▶ _PROBLEM TO WORK ON_: Which Java file in the "examples" folder does the opening post of the Kafka Streams mailing-list thread below ask about?

▶ _PAGE EXTRACT_:

You are viewing a plain text version of this content. The canonical link for it is here.
Posted to users@kafka.apache.org by "M. Manna" <ma...@gmail.com> on 2020/01/12 20:02:30 UTC

Streams Newbie Question - Deployment and Management of Stream Processors

Hello,

Even though I have been using Kafka for a while, it's primarily for
publish/subscribe event messaging ( and I understand them reasonably well).
But I would like to do more regarding streams.

For my initiative, I have been going through the code written in "examples"
folder. I would like to apologise for such newbie questions in advance.

With reference to WordCountDemo.java - I wanted to understand something
related to Stream Processor integration with business applications (i.e.
clients). Is it a good practice to always keep the stream processor
topology separate from actual client application who uses the processed
data?

My understanding (from what I can see at first glace) multiple
streams.start() needs careful observation for scaling up/out in long term.
To separate problems, I would expected this to be deployed separately (may
be microservices?) But again, I am simply entering this world of streams,
so I could really use some insight into how some of us has tackled this
over the years.

Kindest Regards,

Re: Streams Newbie Question - Deployment and Management of Stream Processors

Posted by Sachin Mittal <sj...@gmail.com>.
I think literature on confluent/ASF and also the community support here is
best to learn about streaming.

On Mon, Jan 13, 2020 at 6:47 PM M. Manna <ma...@gmail.com> wrote:

> Hey Sachin,
>
> On Mon, 13 Jan 2020 at 05:12, Sachin Mittal <sj...@gmail.com> wrote:
>
> > Hi,
> > The way I have used streams processing in past; use case to process
> streams
> > is when you have a continuous stream of data which needs to be processed
> > and used by certain applications.

▶ _SUPPLIED MATERIAL_:
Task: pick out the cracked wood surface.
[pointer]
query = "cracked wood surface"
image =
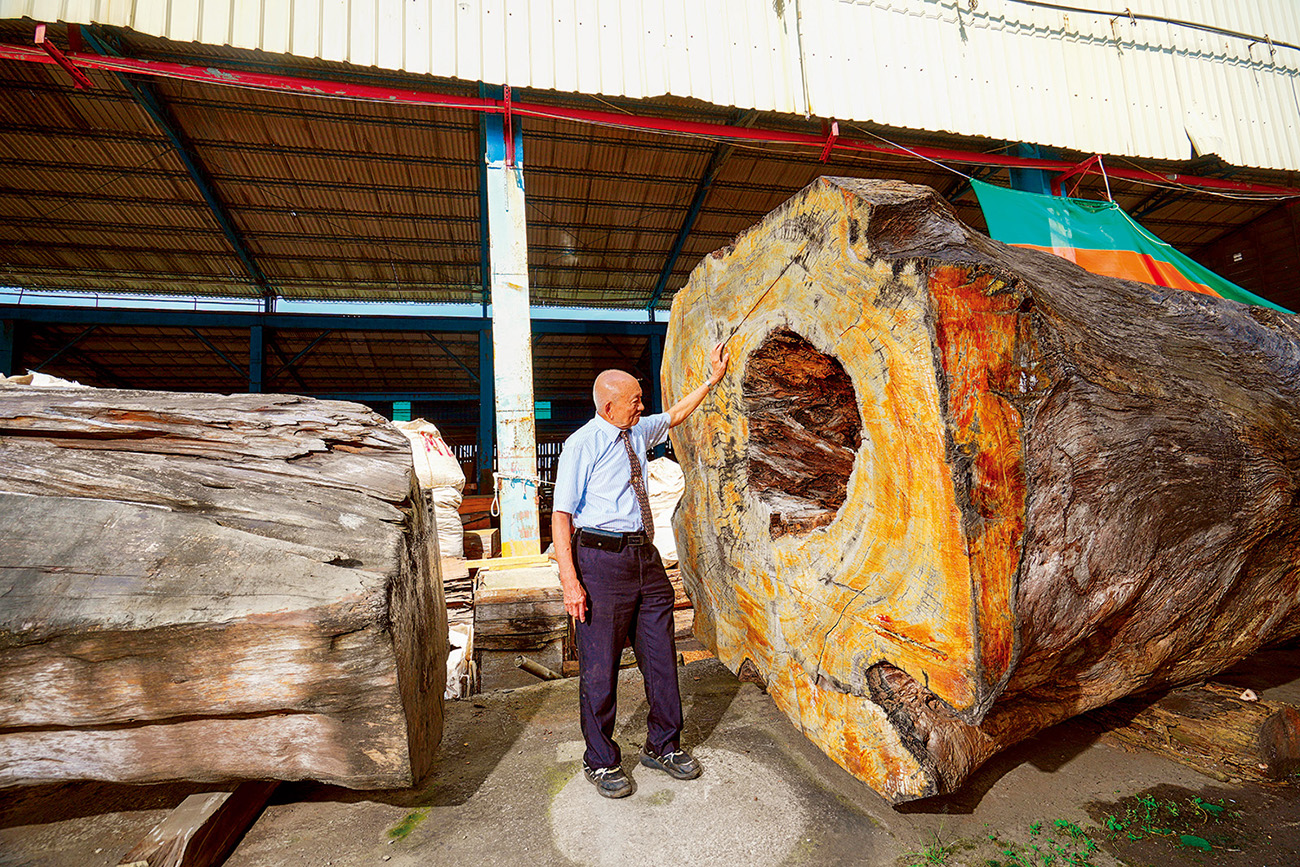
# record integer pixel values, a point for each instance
(1067, 488)
(213, 588)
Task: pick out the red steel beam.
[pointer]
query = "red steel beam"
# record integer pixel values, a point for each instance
(637, 122)
(61, 59)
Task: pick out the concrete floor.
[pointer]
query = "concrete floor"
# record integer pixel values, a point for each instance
(507, 789)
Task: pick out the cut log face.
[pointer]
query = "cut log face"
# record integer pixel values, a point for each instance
(204, 588)
(804, 432)
(952, 491)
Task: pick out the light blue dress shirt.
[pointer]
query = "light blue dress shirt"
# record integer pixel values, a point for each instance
(593, 481)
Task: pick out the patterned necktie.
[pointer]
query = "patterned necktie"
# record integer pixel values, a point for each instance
(638, 486)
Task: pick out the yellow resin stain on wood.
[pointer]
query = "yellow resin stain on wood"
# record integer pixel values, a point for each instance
(889, 579)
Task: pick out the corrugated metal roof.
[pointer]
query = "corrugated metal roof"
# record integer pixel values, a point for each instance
(995, 68)
(1086, 82)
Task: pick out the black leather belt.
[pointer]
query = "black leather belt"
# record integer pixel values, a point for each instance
(606, 541)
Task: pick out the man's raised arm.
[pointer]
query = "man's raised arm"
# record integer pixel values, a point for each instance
(683, 408)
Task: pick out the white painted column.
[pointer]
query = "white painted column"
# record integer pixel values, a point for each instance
(512, 343)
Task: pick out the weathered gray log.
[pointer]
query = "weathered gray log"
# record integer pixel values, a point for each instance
(213, 588)
(953, 491)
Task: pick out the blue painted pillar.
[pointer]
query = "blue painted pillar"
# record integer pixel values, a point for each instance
(8, 329)
(655, 397)
(256, 359)
(1032, 180)
(486, 417)
(511, 337)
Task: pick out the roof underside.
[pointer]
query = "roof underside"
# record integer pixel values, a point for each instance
(359, 200)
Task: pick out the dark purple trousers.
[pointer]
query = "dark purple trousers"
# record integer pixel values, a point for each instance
(628, 594)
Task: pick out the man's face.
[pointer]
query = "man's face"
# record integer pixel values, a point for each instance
(625, 408)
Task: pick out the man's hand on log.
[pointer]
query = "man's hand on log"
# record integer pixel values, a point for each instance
(575, 595)
(719, 359)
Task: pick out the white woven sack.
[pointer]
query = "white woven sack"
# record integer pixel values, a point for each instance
(664, 489)
(440, 475)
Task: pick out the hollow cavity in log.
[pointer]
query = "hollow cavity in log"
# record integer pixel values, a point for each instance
(804, 432)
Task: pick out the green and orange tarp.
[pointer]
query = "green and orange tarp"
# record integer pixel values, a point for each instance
(1101, 238)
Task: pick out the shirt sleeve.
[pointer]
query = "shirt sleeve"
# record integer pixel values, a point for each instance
(568, 486)
(655, 428)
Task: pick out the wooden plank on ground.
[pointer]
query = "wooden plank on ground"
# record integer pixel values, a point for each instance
(203, 829)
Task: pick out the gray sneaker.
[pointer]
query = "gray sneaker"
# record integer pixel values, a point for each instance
(679, 763)
(611, 783)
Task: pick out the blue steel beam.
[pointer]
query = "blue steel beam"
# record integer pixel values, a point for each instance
(486, 407)
(256, 358)
(1031, 180)
(148, 99)
(66, 346)
(303, 354)
(429, 397)
(239, 371)
(484, 246)
(453, 355)
(308, 321)
(8, 332)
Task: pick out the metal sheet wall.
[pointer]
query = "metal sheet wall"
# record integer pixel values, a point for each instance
(989, 68)
(1087, 82)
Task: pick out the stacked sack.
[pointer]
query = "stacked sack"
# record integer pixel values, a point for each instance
(442, 481)
(664, 489)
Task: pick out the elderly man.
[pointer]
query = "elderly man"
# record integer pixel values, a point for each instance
(612, 576)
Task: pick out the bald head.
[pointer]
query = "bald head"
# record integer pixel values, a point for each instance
(618, 398)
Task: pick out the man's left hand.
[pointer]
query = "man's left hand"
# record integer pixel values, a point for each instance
(719, 359)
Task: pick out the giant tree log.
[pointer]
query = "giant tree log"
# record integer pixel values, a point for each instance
(952, 491)
(213, 588)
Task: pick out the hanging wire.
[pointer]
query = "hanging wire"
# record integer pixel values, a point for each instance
(536, 481)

▶ _FINISHED EXERCISE_: WordCountDemo.java